* **Reading passage**
Hildagard, I hope you can persuade school or social worker to make that referral. Your original post suggested they were rationing referrals in the face of limited resources. Let's hope you get somewhere

Hildagard Thu 20-Jun-19 20:05:54

I have just researched re Child and Adolescents Mental Health and it says that a referral can be requested by school or SS why have they not done this, I really feel now that they have these meetings and then think it will all be resolved . Feeling even more frustrated

janeainsworth Thu 20-Jun-19 19:57:27

I think children have always suffered anxiety elvive though perhaps for different reasons in the past. It just wasn’t talked about.
I think it’s good that it’s recognised and that they have at least some access to support.

Elvive Thu 20-Jun-19 19:55:04

What a sad state of affairs. Little children with anxiety.

janeainsworth Thu 20-Jun-19 19:45:56

Iam I don’t want to sound as though I support the government or anything wink but actually some investment has been made in Child & adolescent mental health services. It’s not all bad.

* **Material provided**
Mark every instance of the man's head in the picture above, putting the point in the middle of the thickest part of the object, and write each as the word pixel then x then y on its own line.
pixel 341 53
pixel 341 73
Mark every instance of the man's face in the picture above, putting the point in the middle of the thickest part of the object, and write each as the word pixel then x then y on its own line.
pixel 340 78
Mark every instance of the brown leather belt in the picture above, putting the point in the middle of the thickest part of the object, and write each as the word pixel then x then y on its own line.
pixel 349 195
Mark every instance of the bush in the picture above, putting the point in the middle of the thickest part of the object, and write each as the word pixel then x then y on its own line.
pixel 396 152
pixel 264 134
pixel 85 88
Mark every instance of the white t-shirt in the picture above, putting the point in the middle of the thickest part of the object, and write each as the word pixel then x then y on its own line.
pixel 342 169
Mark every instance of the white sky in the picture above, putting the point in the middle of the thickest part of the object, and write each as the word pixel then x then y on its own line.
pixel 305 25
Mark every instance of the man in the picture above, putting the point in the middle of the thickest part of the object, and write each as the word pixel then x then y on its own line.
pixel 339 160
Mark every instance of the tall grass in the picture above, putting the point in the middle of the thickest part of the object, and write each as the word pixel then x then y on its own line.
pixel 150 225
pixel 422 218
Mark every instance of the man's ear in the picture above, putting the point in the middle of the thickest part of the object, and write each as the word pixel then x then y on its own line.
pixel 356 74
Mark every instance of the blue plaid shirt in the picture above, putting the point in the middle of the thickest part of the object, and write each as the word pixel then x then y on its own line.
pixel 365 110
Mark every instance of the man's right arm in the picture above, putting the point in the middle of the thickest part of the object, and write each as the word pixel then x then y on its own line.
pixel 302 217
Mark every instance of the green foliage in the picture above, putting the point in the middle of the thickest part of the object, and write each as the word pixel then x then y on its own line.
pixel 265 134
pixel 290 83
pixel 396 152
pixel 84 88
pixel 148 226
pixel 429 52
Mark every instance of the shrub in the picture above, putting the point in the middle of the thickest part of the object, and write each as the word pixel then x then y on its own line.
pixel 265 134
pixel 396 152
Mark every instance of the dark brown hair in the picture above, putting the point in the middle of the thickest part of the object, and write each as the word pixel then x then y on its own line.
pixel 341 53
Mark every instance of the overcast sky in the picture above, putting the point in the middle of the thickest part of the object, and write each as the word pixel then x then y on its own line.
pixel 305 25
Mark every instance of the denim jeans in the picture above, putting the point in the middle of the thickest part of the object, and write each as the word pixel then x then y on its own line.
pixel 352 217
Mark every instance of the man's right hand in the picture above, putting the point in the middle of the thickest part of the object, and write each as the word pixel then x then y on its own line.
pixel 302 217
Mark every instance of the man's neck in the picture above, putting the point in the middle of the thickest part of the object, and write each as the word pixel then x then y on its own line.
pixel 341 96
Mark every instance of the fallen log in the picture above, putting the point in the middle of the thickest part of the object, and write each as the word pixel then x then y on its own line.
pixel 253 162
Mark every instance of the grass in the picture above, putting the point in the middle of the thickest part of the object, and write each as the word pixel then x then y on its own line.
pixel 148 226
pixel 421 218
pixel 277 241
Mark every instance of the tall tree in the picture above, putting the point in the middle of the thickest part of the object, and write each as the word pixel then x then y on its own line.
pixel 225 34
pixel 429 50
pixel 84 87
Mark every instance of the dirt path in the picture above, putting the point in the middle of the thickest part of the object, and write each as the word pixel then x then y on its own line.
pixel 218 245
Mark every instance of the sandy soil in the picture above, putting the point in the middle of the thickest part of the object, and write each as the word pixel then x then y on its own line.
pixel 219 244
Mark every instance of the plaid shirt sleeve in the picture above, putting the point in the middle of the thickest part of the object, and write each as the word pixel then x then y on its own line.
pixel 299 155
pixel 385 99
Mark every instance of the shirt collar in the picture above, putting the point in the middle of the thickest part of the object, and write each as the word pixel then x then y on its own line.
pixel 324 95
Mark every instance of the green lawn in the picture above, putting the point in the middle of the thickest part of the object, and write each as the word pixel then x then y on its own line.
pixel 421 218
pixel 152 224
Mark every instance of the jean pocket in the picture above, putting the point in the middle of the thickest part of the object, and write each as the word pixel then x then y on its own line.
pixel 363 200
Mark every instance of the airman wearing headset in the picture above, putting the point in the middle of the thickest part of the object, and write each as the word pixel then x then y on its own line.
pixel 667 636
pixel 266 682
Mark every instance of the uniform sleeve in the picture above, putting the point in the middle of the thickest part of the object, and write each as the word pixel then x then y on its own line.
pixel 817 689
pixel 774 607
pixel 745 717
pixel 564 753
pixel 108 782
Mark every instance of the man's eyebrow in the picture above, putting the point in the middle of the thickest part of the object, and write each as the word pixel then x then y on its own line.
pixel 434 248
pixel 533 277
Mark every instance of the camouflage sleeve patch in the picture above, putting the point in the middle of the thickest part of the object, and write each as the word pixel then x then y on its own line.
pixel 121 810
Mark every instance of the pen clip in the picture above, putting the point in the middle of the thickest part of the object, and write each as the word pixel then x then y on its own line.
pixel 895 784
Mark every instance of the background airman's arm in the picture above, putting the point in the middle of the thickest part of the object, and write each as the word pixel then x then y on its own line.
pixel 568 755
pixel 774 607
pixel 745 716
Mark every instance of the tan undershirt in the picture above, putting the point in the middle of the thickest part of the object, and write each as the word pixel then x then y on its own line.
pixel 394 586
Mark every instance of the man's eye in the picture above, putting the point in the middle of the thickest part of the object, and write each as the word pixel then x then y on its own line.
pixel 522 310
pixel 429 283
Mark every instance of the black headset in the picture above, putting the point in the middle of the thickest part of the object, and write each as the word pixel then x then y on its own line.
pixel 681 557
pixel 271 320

...

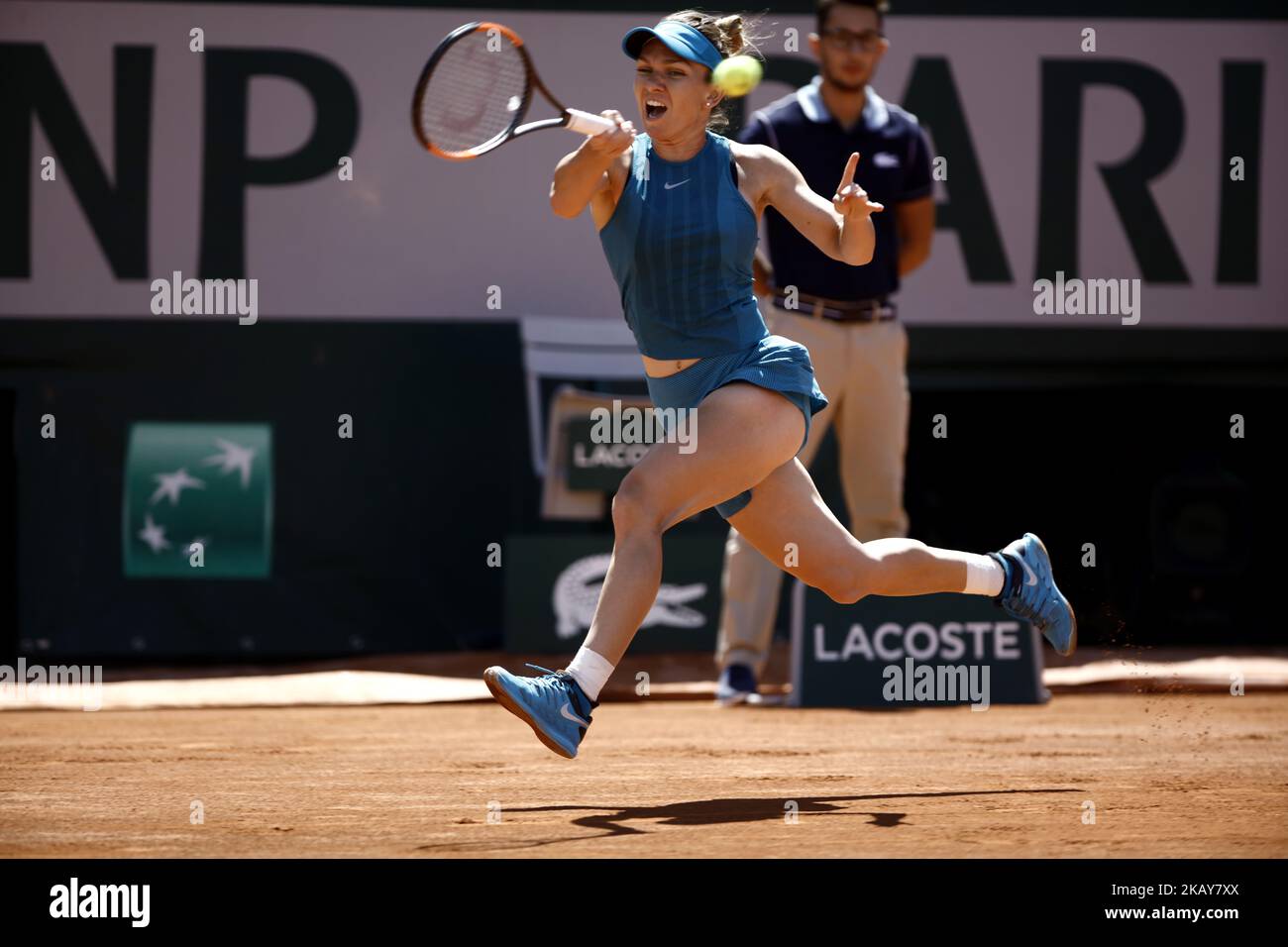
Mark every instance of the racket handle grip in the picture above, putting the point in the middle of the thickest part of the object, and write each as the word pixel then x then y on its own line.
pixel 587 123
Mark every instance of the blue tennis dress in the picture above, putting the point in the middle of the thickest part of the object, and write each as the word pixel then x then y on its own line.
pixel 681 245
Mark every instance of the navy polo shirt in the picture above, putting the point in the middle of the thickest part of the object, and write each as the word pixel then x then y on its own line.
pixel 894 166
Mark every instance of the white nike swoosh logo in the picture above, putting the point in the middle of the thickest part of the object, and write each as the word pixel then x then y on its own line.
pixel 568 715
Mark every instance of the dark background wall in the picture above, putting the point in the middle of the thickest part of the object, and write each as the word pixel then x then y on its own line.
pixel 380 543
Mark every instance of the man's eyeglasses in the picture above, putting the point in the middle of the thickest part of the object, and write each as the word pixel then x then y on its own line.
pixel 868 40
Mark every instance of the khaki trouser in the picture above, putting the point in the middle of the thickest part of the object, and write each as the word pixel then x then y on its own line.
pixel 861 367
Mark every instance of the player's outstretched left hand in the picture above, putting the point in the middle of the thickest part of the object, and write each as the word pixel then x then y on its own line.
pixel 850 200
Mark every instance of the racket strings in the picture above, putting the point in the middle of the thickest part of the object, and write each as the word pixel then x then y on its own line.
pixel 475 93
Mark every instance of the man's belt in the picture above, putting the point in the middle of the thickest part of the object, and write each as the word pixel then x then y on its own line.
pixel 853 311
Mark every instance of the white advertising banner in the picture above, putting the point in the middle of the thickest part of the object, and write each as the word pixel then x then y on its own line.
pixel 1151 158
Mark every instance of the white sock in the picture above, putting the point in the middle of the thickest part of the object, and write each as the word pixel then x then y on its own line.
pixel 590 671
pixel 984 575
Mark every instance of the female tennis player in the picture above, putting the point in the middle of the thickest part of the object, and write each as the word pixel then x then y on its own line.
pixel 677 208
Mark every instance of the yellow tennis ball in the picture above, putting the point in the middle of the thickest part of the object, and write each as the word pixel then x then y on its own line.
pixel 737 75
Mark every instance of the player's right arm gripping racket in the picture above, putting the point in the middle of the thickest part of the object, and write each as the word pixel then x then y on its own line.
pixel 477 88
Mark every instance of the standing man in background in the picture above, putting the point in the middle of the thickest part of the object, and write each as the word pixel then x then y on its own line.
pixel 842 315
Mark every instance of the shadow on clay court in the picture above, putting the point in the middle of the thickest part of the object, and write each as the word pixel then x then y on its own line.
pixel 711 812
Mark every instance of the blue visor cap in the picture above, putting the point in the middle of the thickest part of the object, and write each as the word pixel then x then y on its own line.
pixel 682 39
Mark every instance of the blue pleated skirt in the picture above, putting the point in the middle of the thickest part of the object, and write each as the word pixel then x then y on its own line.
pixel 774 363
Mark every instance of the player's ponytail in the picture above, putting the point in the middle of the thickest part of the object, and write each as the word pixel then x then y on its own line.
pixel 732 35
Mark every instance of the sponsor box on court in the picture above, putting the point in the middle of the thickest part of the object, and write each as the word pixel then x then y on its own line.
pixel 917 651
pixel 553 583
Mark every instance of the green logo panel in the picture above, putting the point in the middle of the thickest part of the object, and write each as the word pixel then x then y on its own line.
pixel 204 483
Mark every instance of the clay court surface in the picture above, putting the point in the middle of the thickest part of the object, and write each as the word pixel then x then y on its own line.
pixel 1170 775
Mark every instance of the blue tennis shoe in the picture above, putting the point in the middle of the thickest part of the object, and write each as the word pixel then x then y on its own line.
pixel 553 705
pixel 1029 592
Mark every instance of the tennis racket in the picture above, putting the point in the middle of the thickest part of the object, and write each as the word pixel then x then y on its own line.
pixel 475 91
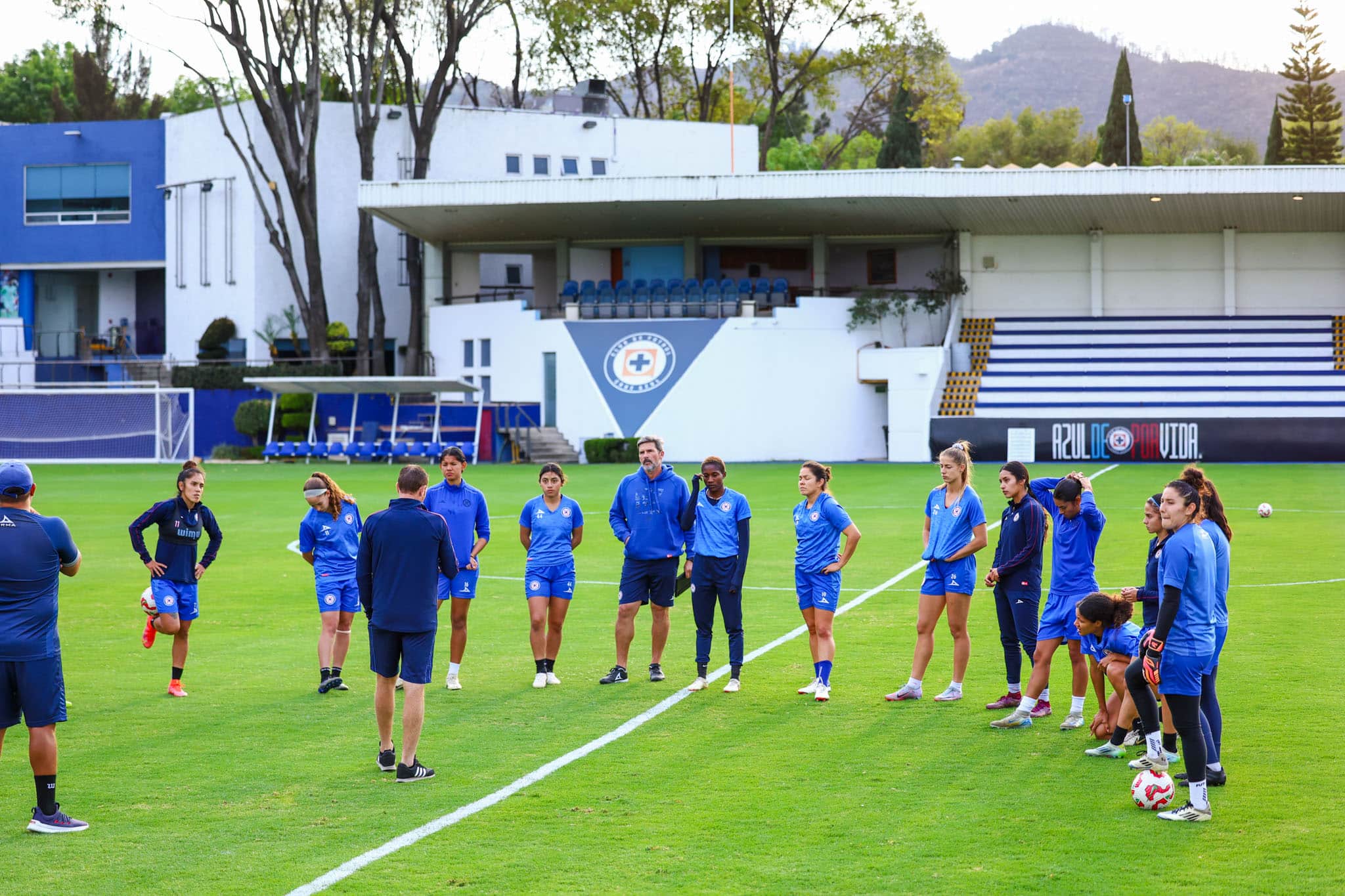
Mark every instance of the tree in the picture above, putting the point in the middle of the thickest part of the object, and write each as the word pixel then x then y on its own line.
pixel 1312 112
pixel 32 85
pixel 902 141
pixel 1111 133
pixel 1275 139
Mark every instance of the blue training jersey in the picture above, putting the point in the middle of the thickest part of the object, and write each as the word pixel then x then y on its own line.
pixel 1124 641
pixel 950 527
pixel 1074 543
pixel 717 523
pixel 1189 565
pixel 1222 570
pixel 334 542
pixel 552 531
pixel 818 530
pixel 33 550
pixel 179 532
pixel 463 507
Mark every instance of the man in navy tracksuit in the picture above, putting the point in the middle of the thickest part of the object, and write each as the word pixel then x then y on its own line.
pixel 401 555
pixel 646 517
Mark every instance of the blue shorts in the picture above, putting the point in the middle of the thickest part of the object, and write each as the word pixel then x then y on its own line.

...

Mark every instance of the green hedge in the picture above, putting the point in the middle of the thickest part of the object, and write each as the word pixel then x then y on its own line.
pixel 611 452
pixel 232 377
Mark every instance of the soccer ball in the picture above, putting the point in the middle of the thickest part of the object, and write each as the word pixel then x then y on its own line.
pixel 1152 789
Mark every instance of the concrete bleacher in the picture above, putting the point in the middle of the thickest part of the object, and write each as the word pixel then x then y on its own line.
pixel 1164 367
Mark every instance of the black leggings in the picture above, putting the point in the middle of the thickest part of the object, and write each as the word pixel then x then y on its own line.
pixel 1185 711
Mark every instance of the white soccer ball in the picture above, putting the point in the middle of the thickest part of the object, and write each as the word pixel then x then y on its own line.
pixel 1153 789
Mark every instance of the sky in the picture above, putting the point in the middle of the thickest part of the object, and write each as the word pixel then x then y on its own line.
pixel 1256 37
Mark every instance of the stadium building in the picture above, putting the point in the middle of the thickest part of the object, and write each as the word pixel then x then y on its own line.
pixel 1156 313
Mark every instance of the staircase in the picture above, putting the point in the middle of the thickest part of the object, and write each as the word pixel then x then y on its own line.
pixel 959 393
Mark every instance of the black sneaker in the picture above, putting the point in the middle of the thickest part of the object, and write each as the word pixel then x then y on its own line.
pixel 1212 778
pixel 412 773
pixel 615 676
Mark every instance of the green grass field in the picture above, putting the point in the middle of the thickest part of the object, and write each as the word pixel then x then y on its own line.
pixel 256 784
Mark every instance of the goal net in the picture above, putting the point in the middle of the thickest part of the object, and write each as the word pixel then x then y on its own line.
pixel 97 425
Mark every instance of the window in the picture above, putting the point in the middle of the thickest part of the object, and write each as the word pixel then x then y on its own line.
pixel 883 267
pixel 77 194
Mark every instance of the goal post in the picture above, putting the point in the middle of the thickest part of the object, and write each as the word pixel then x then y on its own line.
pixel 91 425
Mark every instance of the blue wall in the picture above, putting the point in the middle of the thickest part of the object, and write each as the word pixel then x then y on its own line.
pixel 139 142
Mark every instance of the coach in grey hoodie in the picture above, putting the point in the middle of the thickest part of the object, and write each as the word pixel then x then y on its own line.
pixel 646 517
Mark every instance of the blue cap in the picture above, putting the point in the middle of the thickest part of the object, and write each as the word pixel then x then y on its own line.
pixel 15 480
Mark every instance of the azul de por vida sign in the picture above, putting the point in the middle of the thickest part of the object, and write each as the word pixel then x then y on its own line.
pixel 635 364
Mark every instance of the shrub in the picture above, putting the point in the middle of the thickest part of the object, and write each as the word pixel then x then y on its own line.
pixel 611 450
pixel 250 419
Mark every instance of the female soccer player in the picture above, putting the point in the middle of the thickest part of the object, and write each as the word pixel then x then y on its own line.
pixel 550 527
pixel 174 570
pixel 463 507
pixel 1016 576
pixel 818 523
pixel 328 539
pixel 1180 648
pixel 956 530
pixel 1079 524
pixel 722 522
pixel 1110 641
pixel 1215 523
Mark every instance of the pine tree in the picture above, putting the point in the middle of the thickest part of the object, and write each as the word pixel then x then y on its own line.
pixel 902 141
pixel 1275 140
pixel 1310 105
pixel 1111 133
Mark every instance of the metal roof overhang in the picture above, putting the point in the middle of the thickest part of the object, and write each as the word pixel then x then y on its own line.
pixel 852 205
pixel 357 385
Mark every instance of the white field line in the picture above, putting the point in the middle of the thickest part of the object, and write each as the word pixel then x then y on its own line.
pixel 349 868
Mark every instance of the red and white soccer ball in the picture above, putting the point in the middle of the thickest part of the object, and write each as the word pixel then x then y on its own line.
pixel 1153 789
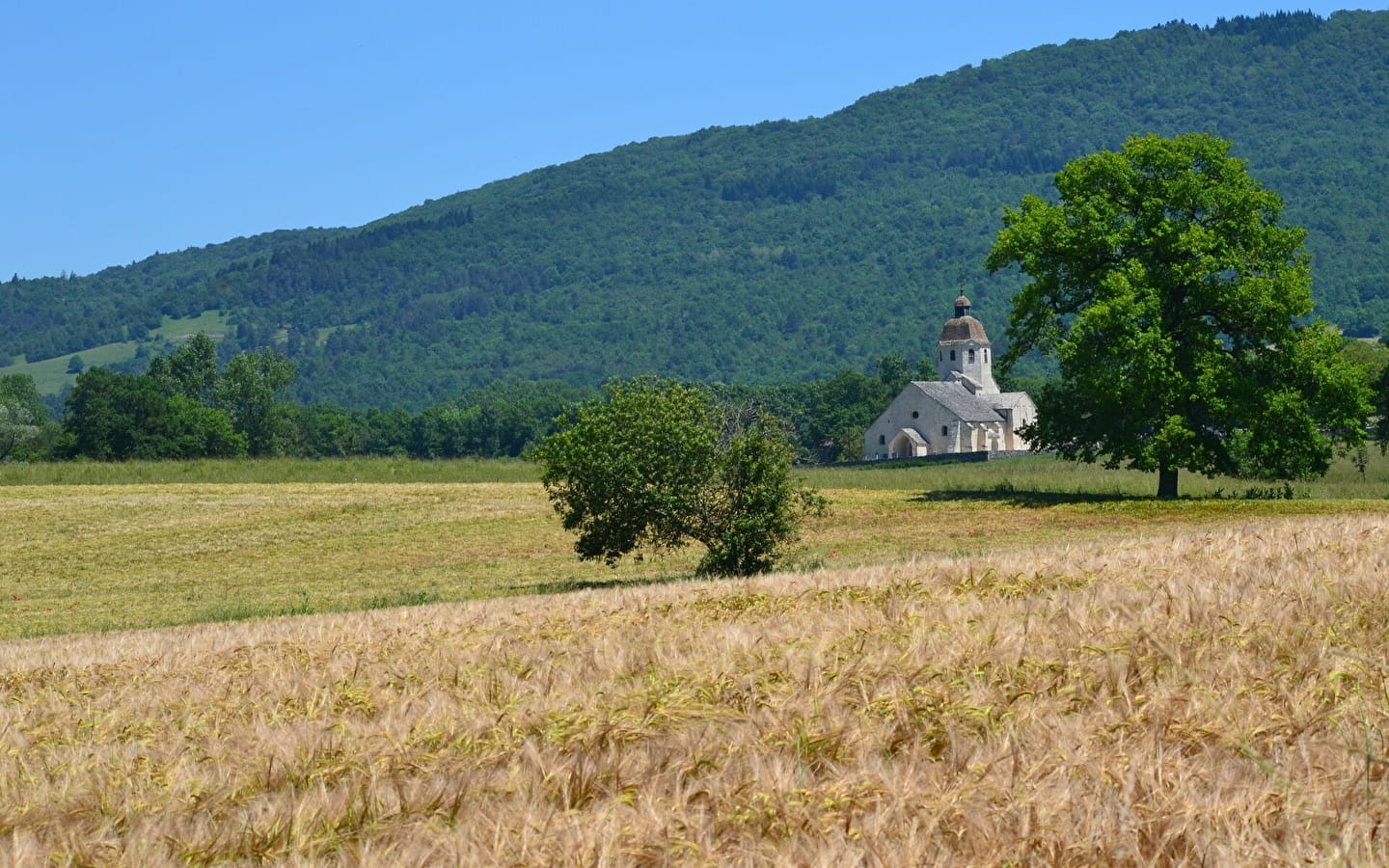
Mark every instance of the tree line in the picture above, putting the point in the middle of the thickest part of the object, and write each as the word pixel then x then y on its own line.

* **What you have to do**
Pick up the forum thread on getting a child referred for mental health support and carry it on from its last post.

* **Answer to this problem**
www.google.co.uk/amp/s/www.telegraph.co.uk/news/2017/12/03/army-therapists-sent-schools-tackle-anxiety-epidemic/amp/
My DD has trained as a PWP & she deals with far more than anxiety among school children. She works for the NHS but is based in a school.
That’s why I thought Hildagard might be able to get a referral but I do know that not all areas provide the service.

Iam64 Thu 20-Jun-19 19:13:43

Its so hard for grandparents when their adult children are unable or unwilling to provide what is called 'good enough' care for their own children.
A child in need meeting is to focus on identifying the needs of the children and how best they can be met. The fact this has happened suggests significant concerns exist and its hoped that by supporting the children whilst they stay with their mother, it won't escalate to child safeguarding or statutory care proceedings.
The sad reality is that support services like family aids, family centres are pretty much non existent because of the austerity agenda. The same goes for what used to be called educational psychological support. Nigh on impossible to get an ed psych assessment.
Child and Adolescent Mental Health services are also slashed to the bone. If the children have a social workers, it isn't unusual for mental health services to try to avoid involvement, by saying it's social problems rather than mental health. We all know that's daft. That ' social problems' cause mental health problems.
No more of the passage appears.